- Excerpt provided -
Scott, Bag of Bones is one of the last King books I read, and I've been a fan since the early '80s. That is a a very underrated book. There's a thread in one of my boards here about book covers, and Bag of Bones has a very memorable one.


message 41: by Kristen (last edited Feb 12, 2009 07:06AM) (new)

Kristen (ravenskya) There was a movie Children of Night? Strange I'd never heard of anything based on that book. I did enjoy the whole AIDS/Cancer whatever it was theory on the vampire myth. And the CDC looking into vampirism is always fun.


message 42: by Kristen (new)

Kristen (ravenskya) I just looked it up... doesn't sound the same.

Simmons book has a lady from the CDC adopt a baby with strange blood problems in Romania... she brings him back to the US to treat and figures out that whatever the baby has could end up being the cure for cancer/AIDS etc, but the Vampires (which are actually people with a weird blood disorder and a penchant for long life) need the baby for something. It's more of a thriller than a horror book.


message 43: by Jason (new)

Jason | 176 comments The Hollower. It is pretty bad...


message 44: by Brett (new)

Brett (battlinjack) | 487 comments That's funny Jason. I really liked The Hollower considering it was a first try for the author.

- Provided information -

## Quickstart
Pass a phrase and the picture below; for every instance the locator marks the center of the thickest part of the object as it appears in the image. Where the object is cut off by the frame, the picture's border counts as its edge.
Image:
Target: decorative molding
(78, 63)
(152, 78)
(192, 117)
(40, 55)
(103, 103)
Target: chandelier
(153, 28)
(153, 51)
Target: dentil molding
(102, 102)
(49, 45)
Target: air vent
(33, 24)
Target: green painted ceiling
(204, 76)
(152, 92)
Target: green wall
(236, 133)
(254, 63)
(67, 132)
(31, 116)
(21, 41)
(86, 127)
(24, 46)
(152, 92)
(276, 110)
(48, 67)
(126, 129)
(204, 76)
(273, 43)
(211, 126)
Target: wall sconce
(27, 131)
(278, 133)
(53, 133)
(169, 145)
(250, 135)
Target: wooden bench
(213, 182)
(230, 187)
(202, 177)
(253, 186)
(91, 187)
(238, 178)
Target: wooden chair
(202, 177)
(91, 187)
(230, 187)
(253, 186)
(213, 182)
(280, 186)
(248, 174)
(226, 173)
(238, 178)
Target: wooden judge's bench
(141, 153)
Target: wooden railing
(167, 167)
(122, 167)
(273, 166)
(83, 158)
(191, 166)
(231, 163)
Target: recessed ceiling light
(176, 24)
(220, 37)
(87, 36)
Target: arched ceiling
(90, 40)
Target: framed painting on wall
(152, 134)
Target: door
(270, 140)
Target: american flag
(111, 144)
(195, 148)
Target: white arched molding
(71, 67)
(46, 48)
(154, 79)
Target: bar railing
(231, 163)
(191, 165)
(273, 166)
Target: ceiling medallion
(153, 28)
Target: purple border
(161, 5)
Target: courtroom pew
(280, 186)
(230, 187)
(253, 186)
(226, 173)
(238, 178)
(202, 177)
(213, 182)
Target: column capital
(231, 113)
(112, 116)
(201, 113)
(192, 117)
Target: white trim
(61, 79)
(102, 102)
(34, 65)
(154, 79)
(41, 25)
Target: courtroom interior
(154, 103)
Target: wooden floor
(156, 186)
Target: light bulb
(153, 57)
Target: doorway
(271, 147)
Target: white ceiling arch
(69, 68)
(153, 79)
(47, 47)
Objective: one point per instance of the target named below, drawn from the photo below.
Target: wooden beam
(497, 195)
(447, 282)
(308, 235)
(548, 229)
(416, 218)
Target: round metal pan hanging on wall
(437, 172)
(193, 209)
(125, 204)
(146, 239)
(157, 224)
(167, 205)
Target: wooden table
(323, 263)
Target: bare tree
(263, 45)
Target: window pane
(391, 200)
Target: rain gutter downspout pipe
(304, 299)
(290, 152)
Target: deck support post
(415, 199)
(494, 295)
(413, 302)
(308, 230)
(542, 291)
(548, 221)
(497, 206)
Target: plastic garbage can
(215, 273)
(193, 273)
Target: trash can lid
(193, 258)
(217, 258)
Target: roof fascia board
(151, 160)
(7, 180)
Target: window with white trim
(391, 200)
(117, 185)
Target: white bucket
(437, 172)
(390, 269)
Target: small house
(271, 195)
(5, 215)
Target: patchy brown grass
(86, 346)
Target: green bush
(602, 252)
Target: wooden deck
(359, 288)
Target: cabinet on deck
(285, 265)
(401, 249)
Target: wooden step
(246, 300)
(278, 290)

- Required action 1 -
Answer these questions about the book discussion thread:
(a) Since when has the first poster been a King fan?
(b) In which country does the CDC woman in the Simmons book adopt the baby?
(c) Why did Brett like The Hollower?
- Required action 2 -
Pick up the book discussion thread after Brett's message about The Hollower and continue it.

- Response area 1 -
(a) Since the early '80s.
(b) Romania.
(c) Brett liked it considering it was the author's first try.

- Response area 2 -
I've been thinking about this and have realized that I don't really care for Dan Simmons horror work. I DO like his science fiction though. That is what brought him to my attention. Specifically, Hyperion.


message 45: by Brett (new)

Brett (battlinjack) | 487 comments Dylan wrote: "You mean Tower Hill? Yeah that one was my least favorite of Sarah's books. I haven't read The Hidden yet, have you? Which one's of her's have you read?"

Oops! Yes, I mean Tower Hill. I just can't get into it and I have been trying. so I finally gave up and turned it back in to the library this afternoon.

I have read The Hidden and The Breeding Ground and thought those were terrific! I can't wait to read The Taken but am not to sure about The Reckoning.


message 46: by Tressa (new)

Tressa  (moanalisa) | 19935 comments I thought Bite was a hoot. I don't understand where all the hate for that book is coming from. Much better than most of his gorier stuff.

Children of Night was excellent. That story hooked me from the beginning. I spent many pleasant summer evenings lying in my hammock reading that book.


message 47: by Kim (new)

Kim (durgin19) | 31 comments Tressa wrote: "Yes, Rob, it's all us. Never you. :)

William, here's a link to the Stephen King vs. Stephanie Myers smackdown: http://www.eonline.com/uberblog/b8235...

I have..."


I laughed so hard when I read that article! He really isn't criticizing her idea of the series but rather her writing, and the first one had some God-awful lines, "so the lion fell in love with the lamb. What a stupid lion! What a stupid lamb!" Between that set and hearing over and OVER again about Edward being gorgeous, hot, and whatever else, I just felt like at any moment friends and colleagues were going to come and laugh at me. Nothing by King ever made me feel that bad, and not all of his books are wonderful.

I agree with Kristen about The Woods Are Dark. After I finished it, it just seemed pointless to me. The other one I didn't really enjoy was Old Flames by Jack Ketchum.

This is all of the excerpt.